# Directions for this task:
Rewrite the computational modeling text from "The importance of" to "and real-world problem-solving.", putting "virtual experiments" in place of "simulations".

# Source excerpt:
^^^^

Computational modeling at school

The importance of computational modeling and simulations in education

In science, understanding the world requires thinking with models—simplified representations of reality that help us explain, predict, and explore phenomena. Computational modeling and simulations bring this fundamental scientific practice into education, allowing students not only to observe but to actively engage in the processes of hypothesis formulation, experimentation, data analysis, and argumentation. By integrating these tools into the classroom, educators can foster scientific thinking and inquiry-based learning, equipping students with skills essential for both academia and real-world problem-solving.

One of the greatest challenges in education is helping students grasp abstract concepts. Computational models play a crucial role in this process by offering a structured way to simplify and explore complex ideas. Through modeling, students learn that scientific understanding is not about memorizing isolated facts but about constructing and refining representations of reality.

In one of his short stories, "Funes the Memorious", the famous Argentine writer Jorge Luis Borges (1899 -1986) presents a striking analogy for why abstraction is essential for thought. Funes, endowed with a perfect memory, is incapable of generalizing or abstracting, as he recalls every detail of every moment with absolute precision. His inability to forget prevents him from forming concepts or making connections, leaving him trapped in a world of pure recollection rather than true thinking.

Similarly, without the ability to simplify and model, scientific thinking becomes impossible. Models allow students to filter out unnecessary details, identify patterns, and develop conceptual frameworks, rather than getting lost in an overwhelming amount of data. Abstraction is at the heart of modeling, as it enables us to focus on what truly matters while ignoring irrelevant complexities. Borges himself captured this idea powerfully:

With no effort, he had learned English, French, Portuguese and Latin. I suspect, however, that he was not very capable of thought. To think is to forget differences, generalize, make abstractions.

(Borges, 1998, p. 154)

^^^^

# Dataset content:
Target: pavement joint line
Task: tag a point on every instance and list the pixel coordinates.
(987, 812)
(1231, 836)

^^^^

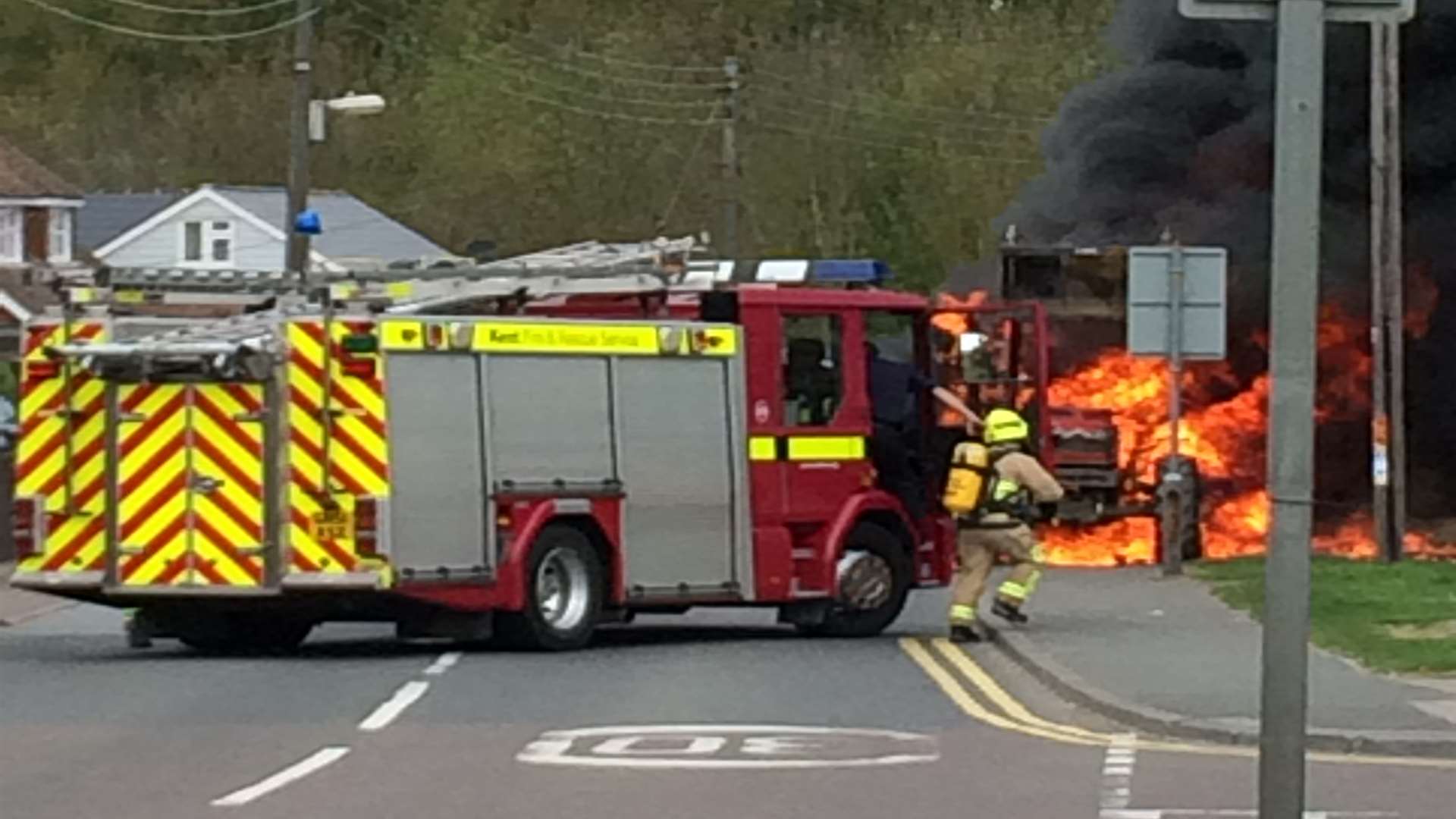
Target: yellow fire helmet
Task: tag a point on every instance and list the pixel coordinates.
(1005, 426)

^^^^

# Task response:
The importance of computational modeling and virtual experiments in education

In science, understanding the world requires thinking with models—simplified representations of reality that help us explain, predict, and explore phenomena. Computational modeling and virtual experiments bring this fundamental scientific practice into education, allowing students not only to observe but to actively engage in the processes of hypothesis formulation, experimentation, data analysis, and argumentation. By integrating these tools into the classroom, educators can foster scientific thinking and inquiry-based learning, equipping students with skills essential for both academia and real-world problem-solving.